• **WHAT TO WORK ON**: Can you write out every line of the records below again, leaving out the pictures, and add -74 to each coordinate in the polygon outlines while keeping all other lines unchanged?

• **DATASET**:
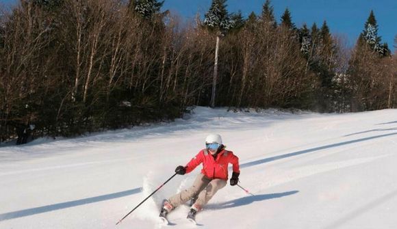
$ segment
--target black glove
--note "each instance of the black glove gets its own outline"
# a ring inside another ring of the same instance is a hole
[[[237,185],[237,183],[238,183],[238,176],[240,176],[239,173],[234,172],[233,172],[231,175],[231,178],[230,178],[230,185],[234,186]]]
[[[186,168],[184,166],[179,165],[175,169],[175,172],[179,175],[183,175],[186,173]]]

• **OUTPUT**:
$ segment
--target black glove
--note "each instance of the black glove gets its own outline"
# a ring inside another ring of the same instance is a hole
[[[163,111],[163,109],[164,109],[164,102],[166,102],[165,99],[160,98],[159,98],[157,101],[157,104],[156,104],[156,111],[160,112]]]
[[[112,94],[110,92],[105,91],[101,95],[101,98],[105,101],[109,101],[112,99]]]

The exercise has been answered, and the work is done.